• **Stated goal**: Convert the records below into a Markdown table with the columns "Row" and "Line," giving each nonblank line its own numbered row and leaving out the pictures.
==== Records for this task
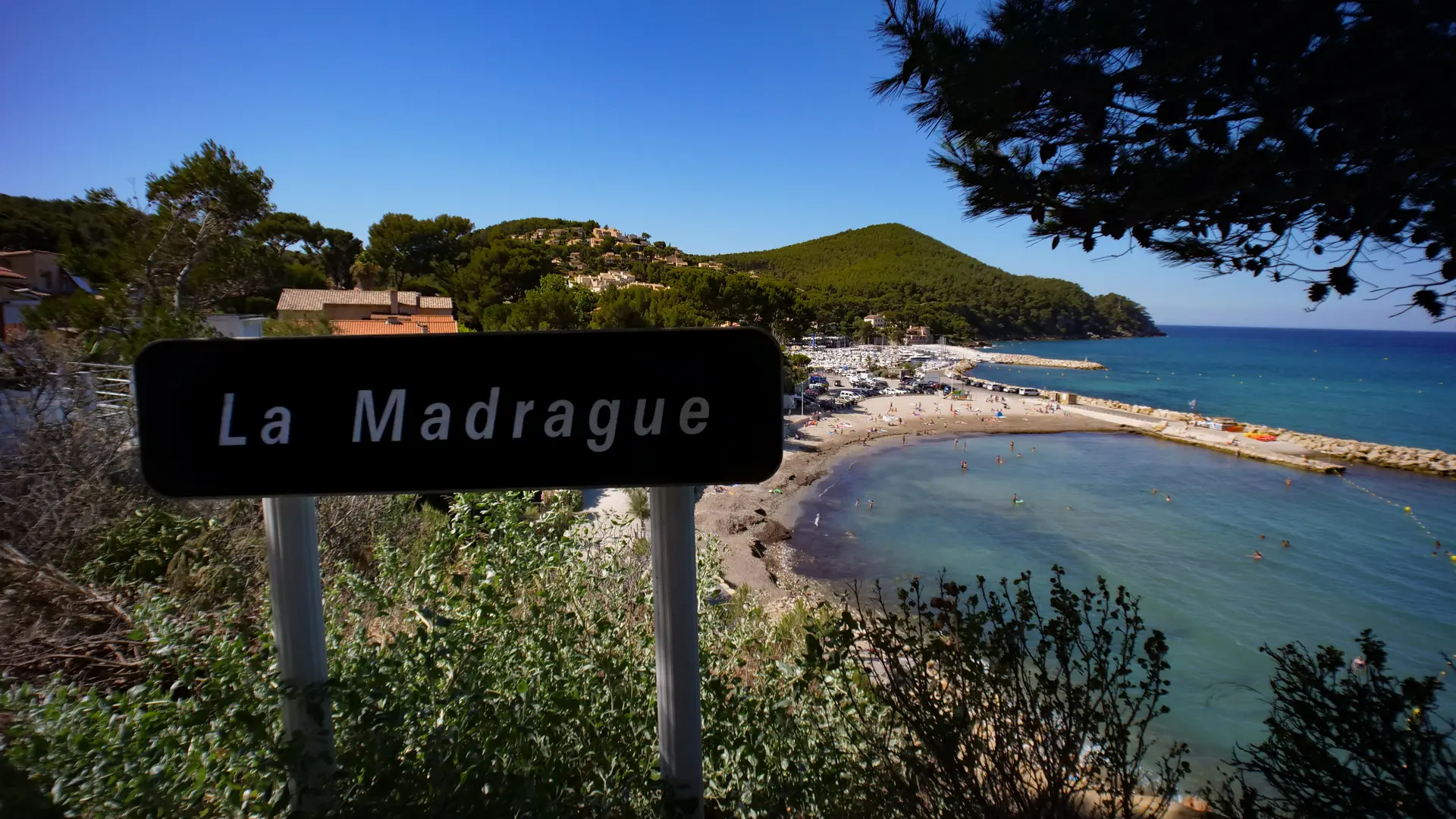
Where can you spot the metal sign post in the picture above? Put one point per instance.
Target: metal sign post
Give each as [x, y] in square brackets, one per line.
[303, 665]
[290, 419]
[674, 617]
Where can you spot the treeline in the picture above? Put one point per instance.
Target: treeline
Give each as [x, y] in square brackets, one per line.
[916, 280]
[206, 237]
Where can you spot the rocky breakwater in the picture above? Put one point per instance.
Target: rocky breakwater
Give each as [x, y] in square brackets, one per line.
[1138, 409]
[1037, 362]
[1414, 460]
[1410, 458]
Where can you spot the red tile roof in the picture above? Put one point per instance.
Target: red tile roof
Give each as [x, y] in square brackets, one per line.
[297, 299]
[408, 325]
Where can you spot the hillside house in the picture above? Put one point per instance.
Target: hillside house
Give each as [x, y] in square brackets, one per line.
[370, 312]
[27, 278]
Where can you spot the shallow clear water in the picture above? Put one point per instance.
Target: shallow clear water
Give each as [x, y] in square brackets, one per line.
[1354, 561]
[1372, 385]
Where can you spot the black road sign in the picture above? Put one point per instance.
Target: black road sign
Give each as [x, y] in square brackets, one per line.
[452, 413]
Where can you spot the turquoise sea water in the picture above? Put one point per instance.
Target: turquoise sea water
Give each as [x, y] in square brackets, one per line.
[1354, 561]
[1372, 385]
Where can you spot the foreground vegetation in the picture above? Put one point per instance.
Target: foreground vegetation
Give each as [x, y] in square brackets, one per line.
[491, 659]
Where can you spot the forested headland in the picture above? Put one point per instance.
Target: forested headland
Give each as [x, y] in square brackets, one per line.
[206, 237]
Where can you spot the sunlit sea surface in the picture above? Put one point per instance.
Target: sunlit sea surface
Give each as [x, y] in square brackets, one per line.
[1356, 561]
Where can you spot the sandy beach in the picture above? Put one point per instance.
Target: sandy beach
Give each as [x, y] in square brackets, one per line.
[755, 521]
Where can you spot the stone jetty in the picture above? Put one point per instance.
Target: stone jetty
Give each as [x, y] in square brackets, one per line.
[1410, 458]
[1414, 460]
[1037, 362]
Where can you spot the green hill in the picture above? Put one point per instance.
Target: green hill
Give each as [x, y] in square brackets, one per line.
[913, 279]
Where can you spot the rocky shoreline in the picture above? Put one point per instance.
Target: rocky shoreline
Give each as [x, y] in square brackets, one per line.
[1408, 458]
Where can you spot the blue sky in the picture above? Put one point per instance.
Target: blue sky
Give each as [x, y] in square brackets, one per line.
[715, 126]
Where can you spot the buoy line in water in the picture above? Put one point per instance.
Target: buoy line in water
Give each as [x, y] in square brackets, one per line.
[1405, 509]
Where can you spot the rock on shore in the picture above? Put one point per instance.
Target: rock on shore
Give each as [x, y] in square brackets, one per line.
[1410, 458]
[1037, 362]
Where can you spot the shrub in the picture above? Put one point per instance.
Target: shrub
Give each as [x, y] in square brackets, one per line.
[1346, 742]
[498, 668]
[1009, 707]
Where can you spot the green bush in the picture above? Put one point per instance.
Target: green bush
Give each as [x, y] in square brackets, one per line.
[1346, 742]
[1006, 704]
[497, 670]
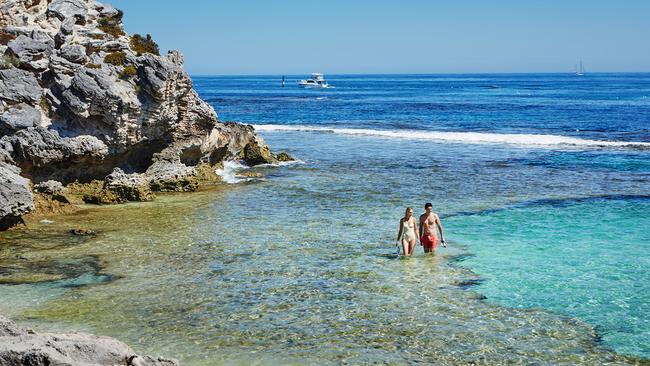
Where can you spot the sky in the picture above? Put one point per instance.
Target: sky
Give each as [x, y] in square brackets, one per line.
[277, 37]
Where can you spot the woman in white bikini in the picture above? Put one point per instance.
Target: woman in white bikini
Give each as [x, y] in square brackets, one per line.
[407, 231]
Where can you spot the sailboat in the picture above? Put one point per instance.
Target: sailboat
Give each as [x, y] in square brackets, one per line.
[581, 70]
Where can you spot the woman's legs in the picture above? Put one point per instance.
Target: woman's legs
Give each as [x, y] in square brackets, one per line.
[411, 246]
[408, 246]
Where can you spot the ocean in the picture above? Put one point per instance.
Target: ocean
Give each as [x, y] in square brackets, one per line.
[542, 182]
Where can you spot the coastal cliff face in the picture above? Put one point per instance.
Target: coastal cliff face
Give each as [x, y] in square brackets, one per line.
[81, 100]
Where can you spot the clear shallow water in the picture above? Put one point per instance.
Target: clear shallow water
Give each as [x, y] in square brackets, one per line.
[297, 269]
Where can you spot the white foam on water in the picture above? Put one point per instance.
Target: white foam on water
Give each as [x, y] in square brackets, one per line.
[531, 140]
[229, 172]
[282, 163]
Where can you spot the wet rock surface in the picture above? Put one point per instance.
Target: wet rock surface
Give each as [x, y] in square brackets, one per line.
[79, 99]
[25, 347]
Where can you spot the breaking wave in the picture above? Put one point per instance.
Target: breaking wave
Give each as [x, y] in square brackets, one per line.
[531, 140]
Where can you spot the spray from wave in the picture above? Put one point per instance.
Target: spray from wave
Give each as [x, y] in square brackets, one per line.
[530, 140]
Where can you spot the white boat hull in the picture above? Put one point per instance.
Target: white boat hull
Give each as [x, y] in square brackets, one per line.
[305, 84]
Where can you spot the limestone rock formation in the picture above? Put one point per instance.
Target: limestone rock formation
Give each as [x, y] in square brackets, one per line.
[79, 97]
[16, 198]
[21, 347]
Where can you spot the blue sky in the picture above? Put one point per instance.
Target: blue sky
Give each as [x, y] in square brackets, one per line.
[390, 36]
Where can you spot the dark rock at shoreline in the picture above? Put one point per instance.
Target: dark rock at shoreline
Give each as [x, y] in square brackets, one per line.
[77, 101]
[82, 232]
[284, 157]
[24, 347]
[16, 198]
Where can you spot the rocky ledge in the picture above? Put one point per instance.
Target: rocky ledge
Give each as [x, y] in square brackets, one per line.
[24, 347]
[85, 105]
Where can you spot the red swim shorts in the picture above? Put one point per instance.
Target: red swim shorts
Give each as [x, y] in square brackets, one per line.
[429, 243]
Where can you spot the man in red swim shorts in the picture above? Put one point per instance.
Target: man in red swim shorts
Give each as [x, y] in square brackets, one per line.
[428, 235]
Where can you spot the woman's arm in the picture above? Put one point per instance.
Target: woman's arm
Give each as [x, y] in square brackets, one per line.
[439, 223]
[399, 233]
[415, 223]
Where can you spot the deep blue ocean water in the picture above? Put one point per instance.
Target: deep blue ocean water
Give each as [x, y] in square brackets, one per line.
[542, 183]
[542, 179]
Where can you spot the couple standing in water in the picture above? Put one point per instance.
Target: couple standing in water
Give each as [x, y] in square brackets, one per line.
[427, 233]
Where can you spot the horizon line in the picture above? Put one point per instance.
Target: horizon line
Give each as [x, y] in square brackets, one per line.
[427, 73]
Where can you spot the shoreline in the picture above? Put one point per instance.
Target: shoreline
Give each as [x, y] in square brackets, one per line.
[452, 260]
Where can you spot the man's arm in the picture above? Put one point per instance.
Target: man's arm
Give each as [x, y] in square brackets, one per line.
[399, 233]
[422, 220]
[439, 224]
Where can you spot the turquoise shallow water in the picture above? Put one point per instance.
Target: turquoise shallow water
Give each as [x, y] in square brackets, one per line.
[586, 258]
[548, 257]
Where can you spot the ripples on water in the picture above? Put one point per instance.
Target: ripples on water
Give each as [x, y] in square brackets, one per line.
[296, 268]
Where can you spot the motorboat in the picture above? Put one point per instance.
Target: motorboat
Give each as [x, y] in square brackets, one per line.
[316, 81]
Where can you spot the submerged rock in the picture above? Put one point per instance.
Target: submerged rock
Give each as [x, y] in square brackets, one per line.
[16, 199]
[82, 232]
[20, 347]
[128, 187]
[80, 99]
[283, 156]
========
• **Solution**:
| Row | Line |
|---|---|
| 1 | Where can you spot the metal sign post in the picture above? Put one point per instance. |
| 2 | Target: metal sign post |
| 3 | Give each as [x, y] in square brackets, one per line. |
| 4 | [303, 665] |
| 5 | [290, 419] |
| 6 | [674, 617] |
| 7 | Where can you spot the treeline in the picture above? Put one point per instance. |
| 8 | Target: treeline |
| 9 | Give each as [x, y] in square brackets, one per line. |
| 10 | [916, 280] |
| 11 | [206, 237] |
| 12 | Where can you spot the rocky breakwater in the picture above? Put one point per instance. |
| 13 | Target: rocky breakwater |
| 14 | Give each as [x, y] in square brackets, one per line. |
| 15 | [1138, 409] |
| 16 | [1037, 362] |
| 17 | [1414, 460] |
| 18 | [1410, 458] |
| 19 | Where can you spot the red tile roof in the picture above? Put one point per instance. |
| 20 | Target: red tile roof |
| 21 | Give each as [x, y] in square brackets, one per line. |
| 22 | [297, 299] |
| 23 | [408, 325] |
| 24 | Where can you spot the hillside house in the picture above? Put one point per instance. |
| 25 | Target: hillside house |
| 26 | Give each as [x, y] in square brackets, one per line. |
| 27 | [370, 312] |
| 28 | [27, 278] |
| 29 | Where can you spot the shallow clear water in the picture above? Put one point per instance. |
| 30 | Target: shallow clear water |
| 31 | Give each as [x, y] in square brackets, one per line. |
| 32 | [1354, 561] |
| 33 | [1372, 385] |
| 34 | Where can you spot the black road sign in the picture above? Put one point per instance. |
| 35 | Target: black road sign |
| 36 | Give each as [x, y] in square brackets, one per line. |
| 37 | [452, 413] |
| 38 | Where can you spot the turquoise sea water in the picture above? Put one point per instance. |
| 39 | Target: turquoise sea water |
| 40 | Give each as [x, y] in square brackets, one per line. |
| 41 | [1354, 561] |
| 42 | [1372, 385] |
| 43 | Where can you spot the foreground vegetation in the picture above? Put one point per instance. |
| 44 | Target: foreground vegetation |
| 45 | Give each as [x, y] in square brackets, one per line. |
| 46 | [491, 659] |
| 47 | Where can you spot the forested headland in the picture above? Put one point per instance. |
| 48 | Target: forested headland |
| 49 | Give each as [x, y] in square brackets, one per line. |
| 50 | [206, 237] |
| 51 | Where can you spot the sunlit sea surface in the picture above? Put one point per instance. |
| 52 | Target: sunlit sea surface |
| 53 | Give each as [x, y] in square brackets, one per line. |
| 54 | [1356, 561] |
| 55 | Where can you spot the sandy beach in the picture above? Put one point per instance. |
| 56 | Target: sandy beach |
| 57 | Give each as [x, y] in square brackets, one per line. |
| 58 | [755, 521] |
| 59 | Where can you spot the stone jetty in the picture above? Put one point per instance. |
| 60 | Target: stone jetty |
| 61 | Give each as [x, y] in square brackets, one per line. |
| 62 | [1410, 458] |
| 63 | [1414, 460] |
| 64 | [1037, 362] |
| 65 | Where can you spot the green hill in the picture above? Put one point per instance. |
| 66 | Target: green hill |
| 67 | Give each as [x, y] in square brackets, one per line. |
| 68 | [913, 279] |
| 69 | Where can you spot the rocky shoreline in the picture above? Put one point per instance. |
| 70 | Target: rocky shoreline |
| 71 | Give each as [x, y] in square brackets, one per line. |
| 72 | [1408, 458] |
| 73 | Where can you spot the blue sky in the picture above? Put one point per instance. |
| 74 | Target: blue sky |
| 75 | Give each as [x, y] in square brackets, one per line. |
| 76 | [715, 126] |
| 77 | Where can you spot the buoy line in water in the picture above? Put one point per instance. |
| 78 | Target: buoy line in water |
| 79 | Give each as [x, y] in square brackets, one per line. |
| 80 | [1405, 509] |
| 81 | Where can you spot the rock on shore in the picture above? Put one point per instance. |
| 82 | Target: rock on shore |
| 83 | Give each as [x, y] in square brackets, one per line. |
| 84 | [1410, 458] |
| 85 | [1037, 362] |
| 86 | Where can you spot the shrub in the picture above? Put one point per instance. |
| 87 | Target: shrub |
| 88 | Give each as [x, y] in square brackets, one per line. |
| 89 | [1346, 742] |
| 90 | [498, 668] |
| 91 | [1009, 707] |
| 92 | Where can you spot the green bush in the picture above? Put one point per instance. |
| 93 | Target: green bush |
| 94 | Give each as [x, y] in square brackets, one per line. |
| 95 | [1346, 742] |
| 96 | [1006, 704] |
| 97 | [497, 670] |
| 98 | Where can you spot the sky in the picture above? Put one point per instance. |
| 99 | Target: sky |
| 100 | Give each as [x, y] in square brackets, one per line. |
| 101 | [277, 37] |
| 102 | Where can you spot the woman in white bikini in the picture above? Put one point per instance. |
| 103 | Target: woman in white bikini |
| 104 | Give each as [x, y] in square brackets, one per line. |
| 105 | [407, 231] |
| 106 | Where can you spot the sailboat in the picture above? Put one point per instance. |
| 107 | Target: sailboat |
| 108 | Give each as [x, y] in square brackets, one per line. |
| 109 | [581, 70] |
| 110 | Where can you spot the woman's legs in the picture above? Put one point per instance. |
| 111 | Target: woman's legs |
| 112 | Give each as [x, y] in square brackets, one per line. |
| 113 | [411, 246] |
| 114 | [408, 246] |
| 115 | Where can you spot the ocean in the picture above? Put one point per instance. |
| 116 | Target: ocean |
| 117 | Give each as [x, y] in square brackets, one per line. |
| 118 | [542, 182] |
| 119 | Where can you spot the coastal cliff face in the picture above? Put one point per instance. |
| 120 | Target: coastal cliff face |
| 121 | Give each as [x, y] in square brackets, one per line. |
| 122 | [81, 100] |
| 123 | Where can you spot the clear shallow water in the picture above? Put one point per instance. |
| 124 | Target: clear shallow water |
| 125 | Give each as [x, y] in square brackets, one per line. |
| 126 | [297, 269] |
| 127 | Where can you spot the white foam on water in the picture above? Put one point per instance. |
| 128 | Target: white foam on water |
| 129 | Give each as [x, y] in square brackets, one per line. |
| 130 | [531, 140] |
| 131 | [229, 172] |
| 132 | [282, 163] |
| 133 | Where can you spot the wet rock surface in the picture above? Put one point per instance. |
| 134 | Target: wet rock surface |
| 135 | Give each as [x, y] in square brackets, one per line. |
| 136 | [79, 99] |
| 137 | [25, 347] |
| 138 | Where can you spot the breaking wave in the picture above? Put one point per instance. |
| 139 | Target: breaking wave |
| 140 | Give each as [x, y] in square brackets, one per line. |
| 141 | [531, 140] |
| 142 | Where can you spot the spray from wave in the picture above? Put one point per instance. |
| 143 | Target: spray from wave |
| 144 | Give each as [x, y] in square brackets, one per line. |
| 145 | [530, 140] |
| 146 | Where can you spot the white boat hull in the picture above? Put one point per instance. |
| 147 | Target: white boat hull |
| 148 | Give each as [x, y] in square brackets, one per line. |
| 149 | [305, 84] |
| 150 | Where can you spot the limestone rock formation in the picture above? Put one point per instance. |
| 151 | Target: limestone rock formation |
| 152 | Give each as [x, y] in square brackets, one per line. |
| 153 | [79, 97] |
| 154 | [16, 198] |
| 155 | [21, 347] |
| 156 | Where can you spot the blue sky in the picture above? Put one point per instance. |
| 157 | Target: blue sky |
| 158 | Give each as [x, y] in square brackets, one per line. |
| 159 | [390, 36] |
| 160 | Where can you spot the dark rock at shoreline in the picture above? Put one point per instance. |
| 161 | Target: dark rock at shoreline |
| 162 | Give each as [x, y] in square brackets, one per line. |
| 163 | [77, 101] |
| 164 | [82, 232] |
| 165 | [284, 157] |
| 166 | [24, 347] |
| 167 | [16, 198] |
| 168 | Where can you spot the rocky ledge in the picture above? Put one point per instance. |
| 169 | Target: rocky ledge |
| 170 | Give each as [x, y] in square brackets, one per line. |
| 171 | [24, 347] |
| 172 | [85, 105] |
| 173 | Where can you spot the red swim shorts in the picture above? Put one point per instance. |
| 174 | Target: red swim shorts |
| 175 | Give each as [x, y] in square brackets, one per line. |
| 176 | [429, 243] |
| 177 | Where can you spot the man in red swim shorts in the picture above? Put one point per instance. |
| 178 | Target: man in red swim shorts |
| 179 | Give each as [x, y] in square brackets, one per line. |
| 180 | [428, 235] |
| 181 | Where can you spot the woman's arm in the picture above? Put one point per instance. |
| 182 | Target: woman's arm |
| 183 | Give each as [x, y] in square brackets, one per line. |
| 184 | [439, 223] |
| 185 | [399, 233] |
| 186 | [415, 223] |
| 187 | Where can you spot the deep blue ocean water in the picture above? Put one point per instance. |
| 188 | Target: deep blue ocean water |
| 189 | Give each as [x, y] in square brackets, one per line. |
| 190 | [542, 183] |
| 191 | [542, 179] |
| 192 | Where can you spot the couple standing in water in the picture above? Put one point per instance. |
| 193 | Target: couple standing in water |
| 194 | Give each as [x, y] in square brackets, one per line. |
| 195 | [427, 233] |
| 196 | Where can you spot the horizon line in the picture above? Put one point per instance. |
| 197 | Target: horizon line |
| 198 | Give each as [x, y] in square brackets, one per line. |
| 199 | [427, 73] |
| 200 | Where can you spot the shoreline in the picture above? Put one point per instance. |
| 201 | Target: shoreline |
| 202 | Give each as [x, y] in square brackets, one per line. |
| 203 | [452, 260] |
| 204 | Where can you spot the man's arm in the picture above? Put one point per instance. |
| 205 | Target: man's arm |
| 206 | Give each as [x, y] in square brackets, one per line. |
| 207 | [399, 233] |
| 208 | [422, 220] |
| 209 | [439, 224] |
| 210 | Where can you spot the turquoise shallow water in the picture above? Put one point per instance. |
| 211 | Target: turquoise shallow water |
| 212 | Give each as [x, y] in square brackets, one per line. |
| 213 | [586, 258] |
| 214 | [548, 257] |
| 215 | Where can you spot the ripples on water in the picture above? Put one point per instance. |
| 216 | Target: ripples on water |
| 217 | Give each as [x, y] in square brackets, one per line. |
| 218 | [296, 268] |
| 219 | Where can you spot the motorboat in the picture above? Put one point per instance. |
| 220 | Target: motorboat |
| 221 | Give each as [x, y] in square brackets, one per line. |
| 222 | [316, 81] |
| 223 | Where can you spot the submerged rock in the picture above? Put one point per instance. |
| 224 | Target: submerged rock |
| 225 | Give each as [x, y] in square brackets, one per line. |
| 226 | [16, 199] |
| 227 | [82, 232] |
| 228 | [20, 347] |
| 229 | [128, 187] |
| 230 | [80, 99] |
| 231 | [283, 156] |